Indeed, the crux of Klein and Thompson’s argument is that, besides certain consumer goods, there is not today, in the richest society on earth, enough to adequately redistribute, thanks in part to regulations unions still advocate for – hence the need for a “liberalism that builds.”[17] The authors seem unconcerned about the fight for who gets to share in the presumed abundance that something like, say, zoning reform might bring. Funny too that despite their disdain for modern zoning laws, insofar as zoning prevents market-rate housing from being built in places like the Bay Area, the authors do not adequately reckon with said laws’ racist history. They pay lip service to the fact that housing shortages disproportionately affect people of color, but never discuss why largely lily-white communities tended to want high levels of control over what was being built in them. Neither is redlining mentioned in their brief discursion on FHA loans and homeownership as a store of value.[18]
It is because of racially-segregated housing that the same halcyon days of the post-WWII economic boom, which to reiterate Klein and Thompson see as a period of abundance, were neither as abundant nor evenly distributed as is commonly assumed, even though higher marginal tax rates and strong private-sector unionization rates kept inequality much lower than it is today.[19] Klein and Thompson claim to support social welfare interventions at least in the way of “giving people vouchers…”[20] yet fail to appreciate the degree to which supply-side “solutions” are preferable to their billionaire supporters precisely because such interventions come part-and-parcel with an affordability crisis that always means austerity measures. Again, instead of pushing for more redistribution of already existing infrastructure as a solution, Klein and Thompson believe that if there is more stuff to redistribute, they can sidestep the issue of equity – “a rising tide will lift all boats”[21] so why worry about who has a yacht versus a dinghy?
Europe’s social democratic and labor parties did not get there by ceding as much ground to real estate developers or other capitalists as Klein and Thompson might recommend.

Record excerpts |

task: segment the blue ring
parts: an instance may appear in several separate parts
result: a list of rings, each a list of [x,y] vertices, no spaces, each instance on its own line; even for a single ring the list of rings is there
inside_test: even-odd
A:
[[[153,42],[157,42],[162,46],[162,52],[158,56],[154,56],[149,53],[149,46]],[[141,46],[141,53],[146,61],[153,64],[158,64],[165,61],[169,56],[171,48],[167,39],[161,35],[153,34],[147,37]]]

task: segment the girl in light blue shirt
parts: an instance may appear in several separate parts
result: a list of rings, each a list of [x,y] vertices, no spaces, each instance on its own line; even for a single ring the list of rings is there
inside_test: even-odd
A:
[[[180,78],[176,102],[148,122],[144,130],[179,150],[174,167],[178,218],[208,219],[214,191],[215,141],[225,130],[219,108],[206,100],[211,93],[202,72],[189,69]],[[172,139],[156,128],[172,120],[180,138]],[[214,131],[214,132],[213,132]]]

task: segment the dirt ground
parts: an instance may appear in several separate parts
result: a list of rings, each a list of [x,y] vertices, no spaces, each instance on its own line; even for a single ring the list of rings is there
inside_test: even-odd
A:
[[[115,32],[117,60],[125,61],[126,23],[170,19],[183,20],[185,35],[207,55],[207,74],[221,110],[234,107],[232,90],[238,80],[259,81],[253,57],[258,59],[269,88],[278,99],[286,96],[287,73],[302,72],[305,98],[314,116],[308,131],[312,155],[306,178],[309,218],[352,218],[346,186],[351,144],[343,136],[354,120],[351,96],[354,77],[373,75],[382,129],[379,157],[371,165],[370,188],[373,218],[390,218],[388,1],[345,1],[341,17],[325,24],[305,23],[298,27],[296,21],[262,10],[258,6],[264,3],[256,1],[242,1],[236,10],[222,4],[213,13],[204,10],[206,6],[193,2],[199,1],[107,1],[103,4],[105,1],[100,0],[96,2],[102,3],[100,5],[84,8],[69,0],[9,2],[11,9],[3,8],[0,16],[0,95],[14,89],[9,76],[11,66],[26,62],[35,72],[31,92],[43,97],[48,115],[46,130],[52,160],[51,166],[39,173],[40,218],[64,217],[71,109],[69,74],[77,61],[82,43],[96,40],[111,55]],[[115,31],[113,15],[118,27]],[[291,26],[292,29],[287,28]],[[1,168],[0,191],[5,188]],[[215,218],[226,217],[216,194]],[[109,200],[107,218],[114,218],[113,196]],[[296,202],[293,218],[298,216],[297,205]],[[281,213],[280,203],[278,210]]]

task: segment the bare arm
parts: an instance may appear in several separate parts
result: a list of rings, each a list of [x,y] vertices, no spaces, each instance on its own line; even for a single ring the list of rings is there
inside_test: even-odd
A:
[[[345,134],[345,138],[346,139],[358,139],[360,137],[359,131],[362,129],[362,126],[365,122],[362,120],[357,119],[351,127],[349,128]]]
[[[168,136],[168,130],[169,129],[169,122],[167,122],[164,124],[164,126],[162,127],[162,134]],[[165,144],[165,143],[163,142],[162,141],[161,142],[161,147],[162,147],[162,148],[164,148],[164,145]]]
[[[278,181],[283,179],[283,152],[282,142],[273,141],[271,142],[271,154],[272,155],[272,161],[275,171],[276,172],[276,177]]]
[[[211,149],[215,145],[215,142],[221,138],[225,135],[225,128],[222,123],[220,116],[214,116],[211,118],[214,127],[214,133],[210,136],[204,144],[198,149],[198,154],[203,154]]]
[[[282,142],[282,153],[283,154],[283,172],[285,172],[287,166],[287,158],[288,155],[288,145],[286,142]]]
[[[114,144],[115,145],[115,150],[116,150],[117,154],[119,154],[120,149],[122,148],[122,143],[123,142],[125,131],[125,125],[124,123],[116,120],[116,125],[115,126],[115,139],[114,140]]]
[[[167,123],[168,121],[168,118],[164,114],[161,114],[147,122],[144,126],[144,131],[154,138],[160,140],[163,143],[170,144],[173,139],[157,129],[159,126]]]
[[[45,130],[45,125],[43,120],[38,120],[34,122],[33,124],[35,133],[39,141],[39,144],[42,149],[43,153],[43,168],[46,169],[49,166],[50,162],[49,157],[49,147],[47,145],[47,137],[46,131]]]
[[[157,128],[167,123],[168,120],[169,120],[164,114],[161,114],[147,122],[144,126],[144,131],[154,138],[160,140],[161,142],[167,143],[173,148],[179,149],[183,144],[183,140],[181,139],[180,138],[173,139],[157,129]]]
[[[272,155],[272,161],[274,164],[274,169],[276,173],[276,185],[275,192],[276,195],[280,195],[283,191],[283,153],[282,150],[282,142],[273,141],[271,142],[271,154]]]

Set of tasks |
(1) Summarize the critique of Klein and Thompson in two sentences.
(2) Retype the critique of Klein and Thompson from "Europe’s social democratic" to "Thompson might recommend.".

Responses per task |
(1) The critique says Klein and Thompson argue that, apart from certain consumer goods, there is not enough today to redistribute adequately, partly because of regulations unions still advocate for, and that they fail to reckon with the racist history of zoning laws or mention redlining. It also contends that they seek more to redistribute rather than pushing to redistribute existing infrastructure, sidestepping equity and failing to appreciate why supply-side "solutions" appeal to their billionaire supporters.

(2)
Europe’s social democratic and labor parties did not get there by ceding as much ground to real estate developers or other capitalists as Klein and Thompson might recommend.